------ Study text

By: Staff Writer
October 1, 2024
Prime Minister of Barbados Mia Mottley said at her United Nations 79th General Assembly speech that the world needs a “reset,” from the various different crises, from climate change to pandemic related fallout to the multiple wars spanning the globe.
Mottley also said: “As the children of Mother Earth, we continue to wrestle with the climate crisis. As a human family, we grapple with the legacy of the pandemic. As a digitally connected people, we are now regrettably confronted by multiple theatres of war and scenes of horror and famine flowing from that war.
“Armed conflict instead of pursued development. Citizens of every country as well, struggling to contain the rising cost of living and the implications for them and their families on a day-to-day basis. And Mr. President, we are all now threatened by the second but silent pandemic of antimicrobial resistance together with a growing incidence of death and disability from chronic non-communicable diseases.
“We cannot afford the distraction of war. If ever there was a time to pause and to reset, it is now. Collectively as an international community and individually as leaders in each of our countries, we must now deliver new opportunities and solutions to these crises which dampen economic growth, which restrict the ambitions of our people and numb our sense of the beauty and goodness that the world ought to be offering because it has it to offer.”
She added: “The reset for which I’m calling and indeed all of our citizens are demanding must see an end to all forms of discrimination. That rules and institutions today exist which create first and second class citizens as we have said from this podium year after year. Depending on your nation of origin, militate against the trust and the credibility and the hope and it fosters a crisis of confidence in the existing international order which must become inclusive and responsive for all.”
Mottley then pivoted to the plight of the African diaspora, “Much has been achieved but the recognition the justice and the development for people of African descent that was promised by this decade has to say the least not yet been fully realized and it is for this reason that the Caribbean community joins the growing chorus and my own country in particular for the immediate proclamation of a second decade to complete the unfinished work and address the matter of reparations for slavery and colonialism.
“I start here because this is a necessary but complex conversation and the Caribbean community is resolute that it must happen. Its resolution lies and I want to be very clear its resolution lies in a multi-generational approach in the same way that the 20 million pound sterling debt that was incurred by the British government only was repaid in this 21st century almost 200 years later so that the notion of unaffordability becomes a non-issue once we recognize that the solution to reparations must be multi-generational and grounded in development.
“Mr. President of necessity the reset must also be characterized by institutional reform which has to start in the United Nations councils. These councils suggest that some are full members and others are only part members and some may be part-time members and some may be occasional members.”

------------

Tasks:
**a)** In the article about Mottley's UN speech, what does she name as the second but silent pandemic threatening everyone?
**b)** Please return the passage of the article about Mottley's UN speech from "Mottley then pivoted" up to and including "slavery and colonialism.", copied word for word.
Rely only on the article about Mottley's UN speech for your answers, not on the listing.

------ Data for analysis

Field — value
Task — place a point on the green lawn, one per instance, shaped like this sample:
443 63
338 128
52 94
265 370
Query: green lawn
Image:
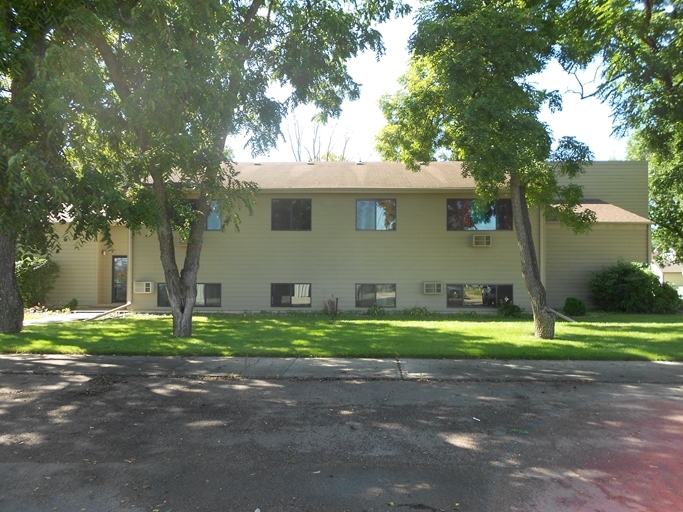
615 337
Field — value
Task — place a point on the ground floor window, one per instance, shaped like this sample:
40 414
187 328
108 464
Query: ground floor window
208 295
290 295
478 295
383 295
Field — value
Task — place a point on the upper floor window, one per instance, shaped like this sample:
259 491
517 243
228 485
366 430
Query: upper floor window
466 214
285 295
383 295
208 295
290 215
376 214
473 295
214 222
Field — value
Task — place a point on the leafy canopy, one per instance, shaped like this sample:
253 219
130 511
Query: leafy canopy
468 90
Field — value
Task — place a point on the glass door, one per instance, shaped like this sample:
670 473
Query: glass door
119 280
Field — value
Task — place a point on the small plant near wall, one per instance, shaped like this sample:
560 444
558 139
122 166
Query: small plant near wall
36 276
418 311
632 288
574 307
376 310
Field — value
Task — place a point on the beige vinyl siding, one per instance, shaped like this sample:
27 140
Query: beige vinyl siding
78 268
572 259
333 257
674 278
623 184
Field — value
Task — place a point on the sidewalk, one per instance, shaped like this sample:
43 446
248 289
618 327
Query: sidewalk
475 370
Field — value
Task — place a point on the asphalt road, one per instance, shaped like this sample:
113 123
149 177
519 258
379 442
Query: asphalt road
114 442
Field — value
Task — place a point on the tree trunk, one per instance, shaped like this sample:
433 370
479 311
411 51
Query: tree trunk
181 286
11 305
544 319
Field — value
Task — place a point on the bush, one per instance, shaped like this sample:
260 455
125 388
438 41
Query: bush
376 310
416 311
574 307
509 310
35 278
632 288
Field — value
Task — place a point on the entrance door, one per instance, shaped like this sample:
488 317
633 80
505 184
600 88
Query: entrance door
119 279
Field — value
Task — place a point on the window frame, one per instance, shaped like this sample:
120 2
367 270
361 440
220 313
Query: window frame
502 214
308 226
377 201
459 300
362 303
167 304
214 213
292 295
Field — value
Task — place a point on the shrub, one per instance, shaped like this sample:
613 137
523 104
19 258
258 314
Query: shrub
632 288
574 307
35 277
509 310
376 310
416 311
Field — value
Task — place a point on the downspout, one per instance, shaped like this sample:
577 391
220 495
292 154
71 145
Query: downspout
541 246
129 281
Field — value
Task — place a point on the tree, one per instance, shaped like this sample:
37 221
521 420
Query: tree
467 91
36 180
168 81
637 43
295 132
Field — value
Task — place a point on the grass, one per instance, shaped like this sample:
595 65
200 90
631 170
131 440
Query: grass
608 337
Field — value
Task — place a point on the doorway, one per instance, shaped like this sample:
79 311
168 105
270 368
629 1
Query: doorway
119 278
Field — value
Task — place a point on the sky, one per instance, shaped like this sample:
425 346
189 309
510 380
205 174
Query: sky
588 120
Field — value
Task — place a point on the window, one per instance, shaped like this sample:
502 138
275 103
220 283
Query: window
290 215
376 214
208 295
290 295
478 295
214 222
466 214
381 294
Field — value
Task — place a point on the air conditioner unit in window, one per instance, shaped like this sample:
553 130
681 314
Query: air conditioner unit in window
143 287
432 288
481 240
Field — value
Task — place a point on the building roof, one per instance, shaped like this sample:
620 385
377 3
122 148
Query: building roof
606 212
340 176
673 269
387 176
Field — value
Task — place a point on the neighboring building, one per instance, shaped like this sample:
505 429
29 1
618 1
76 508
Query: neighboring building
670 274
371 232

------------

Answers in order:
**a)** Antimicrobial resistance.

**b)**
Mottley then pivoted to the plight of the African diaspora, “Much has been achieved but the recognition the justice and the development for people of African descent that was promised by this decade has to say the least not yet been fully realized and it is for this reason that the Caribbean community joins the growing chorus and my own country in particular for the immediate proclamation of a second decade to complete the unfinished work and address the matter of reparations for slavery and colonialism.